• _Objective_
Leave out the pictures and retype exactly the lines from the one with "Point out the black dog's feathered" through the end of the records.

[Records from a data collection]
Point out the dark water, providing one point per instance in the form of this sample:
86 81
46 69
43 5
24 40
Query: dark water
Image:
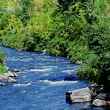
40 85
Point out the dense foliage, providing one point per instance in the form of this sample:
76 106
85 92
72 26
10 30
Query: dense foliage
77 29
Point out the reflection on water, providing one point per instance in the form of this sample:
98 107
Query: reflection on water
40 85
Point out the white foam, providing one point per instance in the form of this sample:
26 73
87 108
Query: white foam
41 70
22 85
68 71
58 82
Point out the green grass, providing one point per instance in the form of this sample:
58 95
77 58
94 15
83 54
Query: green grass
3 69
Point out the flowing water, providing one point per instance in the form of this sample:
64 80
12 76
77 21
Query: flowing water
40 84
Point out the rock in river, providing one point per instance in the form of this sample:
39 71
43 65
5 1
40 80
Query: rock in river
78 96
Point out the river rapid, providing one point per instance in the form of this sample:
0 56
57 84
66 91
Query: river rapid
40 83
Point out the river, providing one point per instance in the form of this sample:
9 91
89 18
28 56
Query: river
40 84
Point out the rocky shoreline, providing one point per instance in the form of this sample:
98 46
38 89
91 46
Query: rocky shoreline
93 94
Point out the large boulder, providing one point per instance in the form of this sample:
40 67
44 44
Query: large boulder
78 96
102 99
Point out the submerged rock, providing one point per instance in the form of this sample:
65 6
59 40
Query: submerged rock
71 78
11 80
8 77
78 96
102 99
99 103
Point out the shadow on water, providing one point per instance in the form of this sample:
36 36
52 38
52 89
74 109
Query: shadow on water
42 83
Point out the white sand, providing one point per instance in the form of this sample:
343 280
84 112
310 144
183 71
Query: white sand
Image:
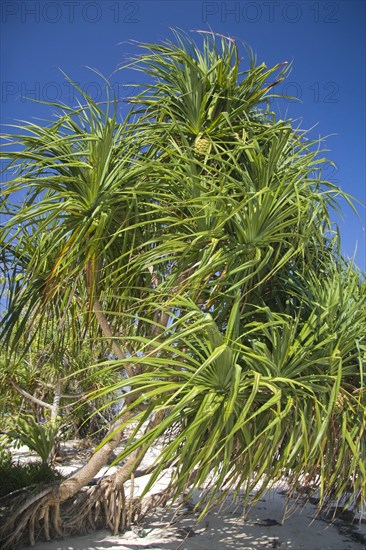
224 528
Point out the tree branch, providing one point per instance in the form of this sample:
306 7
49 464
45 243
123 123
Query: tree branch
30 397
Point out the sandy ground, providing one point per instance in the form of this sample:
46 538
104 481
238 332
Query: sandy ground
224 528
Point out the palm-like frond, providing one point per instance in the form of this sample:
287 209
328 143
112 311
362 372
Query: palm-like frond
210 267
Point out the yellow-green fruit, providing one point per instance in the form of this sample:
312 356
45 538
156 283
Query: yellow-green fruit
201 145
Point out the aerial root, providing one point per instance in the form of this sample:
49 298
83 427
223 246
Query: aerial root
97 507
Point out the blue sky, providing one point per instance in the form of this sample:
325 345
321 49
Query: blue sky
325 41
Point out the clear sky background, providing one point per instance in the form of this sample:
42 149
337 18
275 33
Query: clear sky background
325 40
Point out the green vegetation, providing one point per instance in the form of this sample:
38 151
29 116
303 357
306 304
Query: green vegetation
184 257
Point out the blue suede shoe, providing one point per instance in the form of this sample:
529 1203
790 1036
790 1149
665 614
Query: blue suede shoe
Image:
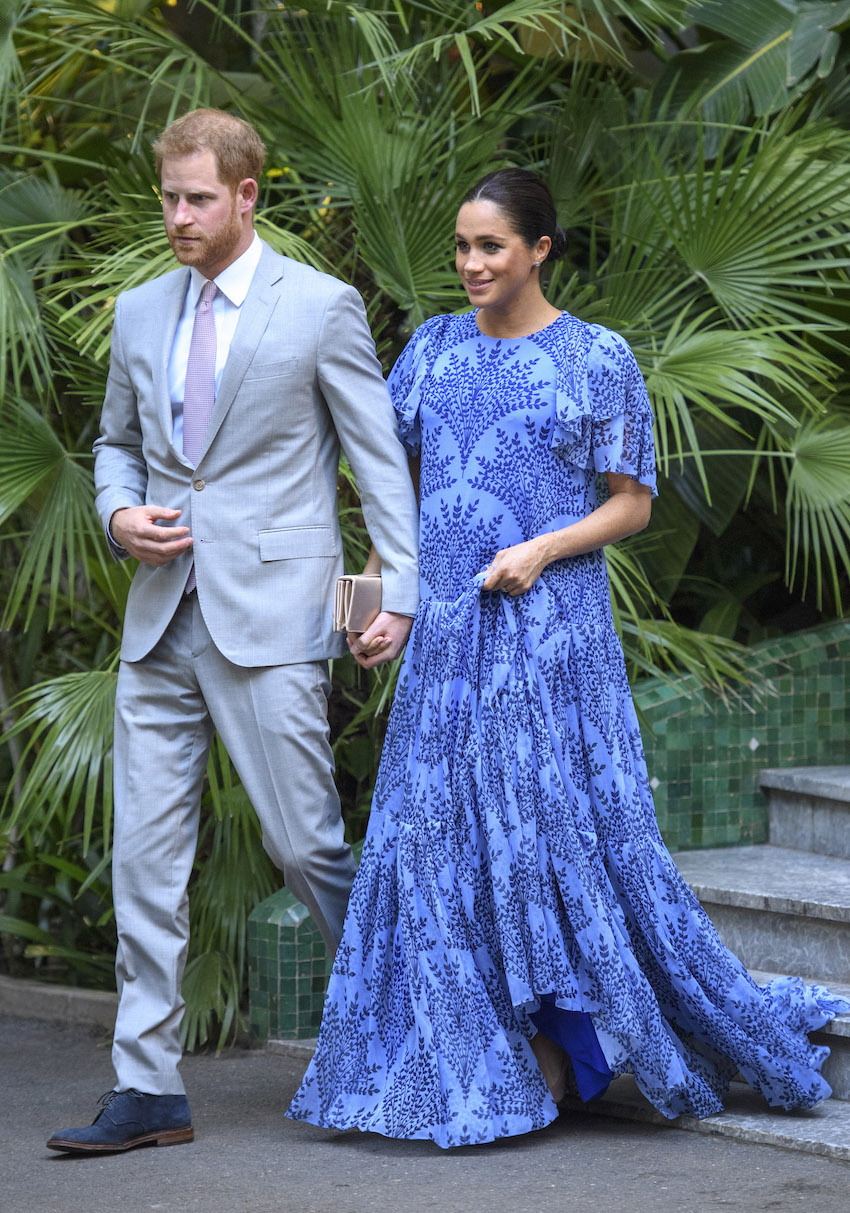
129 1118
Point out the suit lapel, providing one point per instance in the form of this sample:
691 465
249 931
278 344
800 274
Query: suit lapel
176 285
254 318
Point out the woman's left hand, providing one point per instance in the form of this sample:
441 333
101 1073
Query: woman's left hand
515 569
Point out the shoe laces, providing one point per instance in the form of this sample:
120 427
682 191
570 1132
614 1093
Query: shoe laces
108 1095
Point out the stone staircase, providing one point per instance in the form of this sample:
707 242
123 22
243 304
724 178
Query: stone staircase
783 909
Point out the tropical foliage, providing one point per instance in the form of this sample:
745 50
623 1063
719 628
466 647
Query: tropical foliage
700 155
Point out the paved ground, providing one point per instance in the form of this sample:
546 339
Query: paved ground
249 1159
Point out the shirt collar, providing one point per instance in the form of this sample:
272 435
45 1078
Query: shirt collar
235 279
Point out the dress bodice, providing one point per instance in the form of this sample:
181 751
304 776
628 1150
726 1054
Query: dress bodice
512 434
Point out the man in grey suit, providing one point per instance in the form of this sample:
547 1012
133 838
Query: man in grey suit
232 383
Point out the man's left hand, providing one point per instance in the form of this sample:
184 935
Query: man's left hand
382 641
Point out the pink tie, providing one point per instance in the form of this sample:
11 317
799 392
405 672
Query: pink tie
199 393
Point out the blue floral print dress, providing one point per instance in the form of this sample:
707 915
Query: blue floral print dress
513 875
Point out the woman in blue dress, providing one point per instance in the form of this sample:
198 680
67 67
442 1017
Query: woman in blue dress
517 926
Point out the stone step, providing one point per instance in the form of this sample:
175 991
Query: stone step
823 1129
809 808
781 910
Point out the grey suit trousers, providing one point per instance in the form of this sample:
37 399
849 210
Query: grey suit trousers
273 721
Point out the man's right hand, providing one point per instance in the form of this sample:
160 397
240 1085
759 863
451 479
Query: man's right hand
135 529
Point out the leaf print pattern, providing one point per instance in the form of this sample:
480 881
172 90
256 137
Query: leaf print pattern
513 858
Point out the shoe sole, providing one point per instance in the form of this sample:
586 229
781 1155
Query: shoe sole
164 1137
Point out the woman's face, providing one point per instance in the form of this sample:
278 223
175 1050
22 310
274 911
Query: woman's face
495 263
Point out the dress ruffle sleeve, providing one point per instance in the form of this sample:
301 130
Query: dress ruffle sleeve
406 377
603 415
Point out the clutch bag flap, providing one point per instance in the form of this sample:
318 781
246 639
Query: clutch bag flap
357 602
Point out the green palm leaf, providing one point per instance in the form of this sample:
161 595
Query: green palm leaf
66 763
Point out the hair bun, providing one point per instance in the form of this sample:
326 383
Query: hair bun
559 244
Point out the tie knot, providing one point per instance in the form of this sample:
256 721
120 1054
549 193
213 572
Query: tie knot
207 292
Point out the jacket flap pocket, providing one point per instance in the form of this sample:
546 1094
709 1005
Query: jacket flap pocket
296 542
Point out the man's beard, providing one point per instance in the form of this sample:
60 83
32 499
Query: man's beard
207 249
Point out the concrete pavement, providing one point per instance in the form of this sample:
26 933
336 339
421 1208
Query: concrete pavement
249 1159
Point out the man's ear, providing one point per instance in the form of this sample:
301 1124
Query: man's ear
246 193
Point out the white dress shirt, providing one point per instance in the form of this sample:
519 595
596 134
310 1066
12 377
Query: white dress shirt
233 285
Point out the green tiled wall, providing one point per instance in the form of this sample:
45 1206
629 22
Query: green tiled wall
705 756
287 969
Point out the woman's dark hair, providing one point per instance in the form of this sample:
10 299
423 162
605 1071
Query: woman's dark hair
526 203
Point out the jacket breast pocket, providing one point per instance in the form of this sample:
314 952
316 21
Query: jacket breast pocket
279 369
297 542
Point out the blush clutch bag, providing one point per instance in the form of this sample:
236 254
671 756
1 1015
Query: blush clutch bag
357 602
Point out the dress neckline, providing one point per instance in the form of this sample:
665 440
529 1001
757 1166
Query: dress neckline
525 336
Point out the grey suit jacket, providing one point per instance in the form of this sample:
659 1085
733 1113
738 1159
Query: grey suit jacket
301 377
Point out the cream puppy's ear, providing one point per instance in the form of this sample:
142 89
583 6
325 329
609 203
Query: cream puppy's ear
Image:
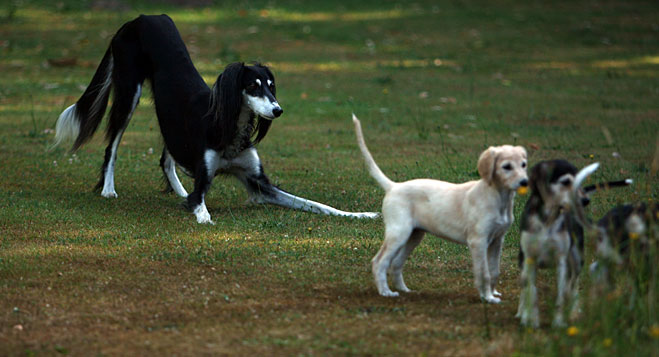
486 164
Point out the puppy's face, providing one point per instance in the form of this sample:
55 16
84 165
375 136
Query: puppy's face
259 90
504 166
553 181
560 190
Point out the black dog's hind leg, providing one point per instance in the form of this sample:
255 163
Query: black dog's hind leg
127 78
196 200
248 169
168 166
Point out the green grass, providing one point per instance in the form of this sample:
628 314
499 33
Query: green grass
433 83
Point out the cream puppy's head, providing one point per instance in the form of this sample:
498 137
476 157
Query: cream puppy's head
504 167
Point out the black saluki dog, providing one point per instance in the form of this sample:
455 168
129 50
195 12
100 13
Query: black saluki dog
206 131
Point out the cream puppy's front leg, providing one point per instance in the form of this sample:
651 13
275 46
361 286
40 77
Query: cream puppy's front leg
482 278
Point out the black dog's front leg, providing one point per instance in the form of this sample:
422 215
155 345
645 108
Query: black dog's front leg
195 200
248 169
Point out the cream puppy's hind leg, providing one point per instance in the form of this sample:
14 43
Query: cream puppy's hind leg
493 260
399 260
396 236
481 270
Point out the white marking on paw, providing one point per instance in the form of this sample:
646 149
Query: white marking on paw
389 293
201 212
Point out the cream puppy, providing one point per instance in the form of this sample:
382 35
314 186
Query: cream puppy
476 213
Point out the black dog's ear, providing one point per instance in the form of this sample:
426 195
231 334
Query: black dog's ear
226 101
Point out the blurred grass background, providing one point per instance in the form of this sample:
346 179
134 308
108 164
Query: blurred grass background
434 84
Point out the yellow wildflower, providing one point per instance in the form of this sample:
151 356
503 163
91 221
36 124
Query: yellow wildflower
654 331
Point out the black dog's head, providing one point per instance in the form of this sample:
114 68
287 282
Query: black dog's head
241 86
552 182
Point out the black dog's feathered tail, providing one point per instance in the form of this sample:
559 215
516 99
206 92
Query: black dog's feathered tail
607 185
80 120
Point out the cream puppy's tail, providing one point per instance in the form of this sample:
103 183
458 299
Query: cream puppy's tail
373 168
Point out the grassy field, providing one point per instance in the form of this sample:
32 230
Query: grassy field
434 84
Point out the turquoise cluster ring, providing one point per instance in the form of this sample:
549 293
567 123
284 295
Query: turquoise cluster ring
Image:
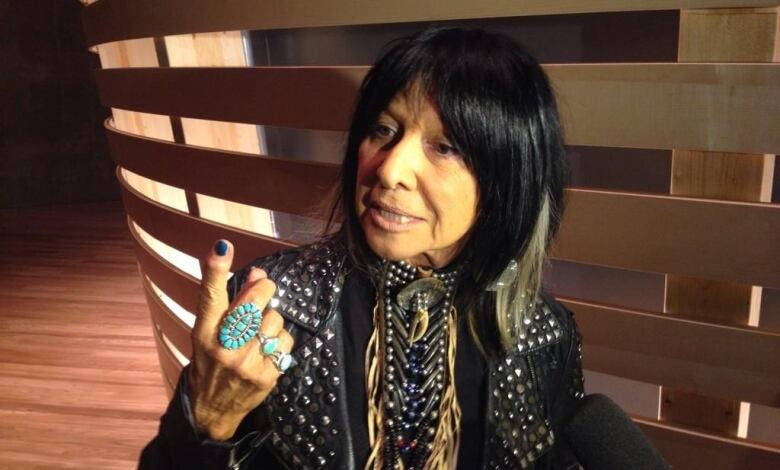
268 344
240 326
281 360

• _Output of the exercise_
Point out the black dog's feathered tail, providing one point per instance in the form of this sample:
559 215
516 99
206 92
Query: black dog's feathered tail
607 185
80 120
Point out the cream puppy's tail, providing one point per instance in the form of this sample:
103 183
458 299
Query: cream puppy's tail
373 168
Point out the grassy field, providing one point per instance in the form of this sample:
32 230
Query: grassy field
434 84
Point out the turquoise cluster ring, providing one point per instance in the form of this sample:
549 293
567 123
284 295
Query: turquoise cluster ring
Image:
268 344
240 326
281 360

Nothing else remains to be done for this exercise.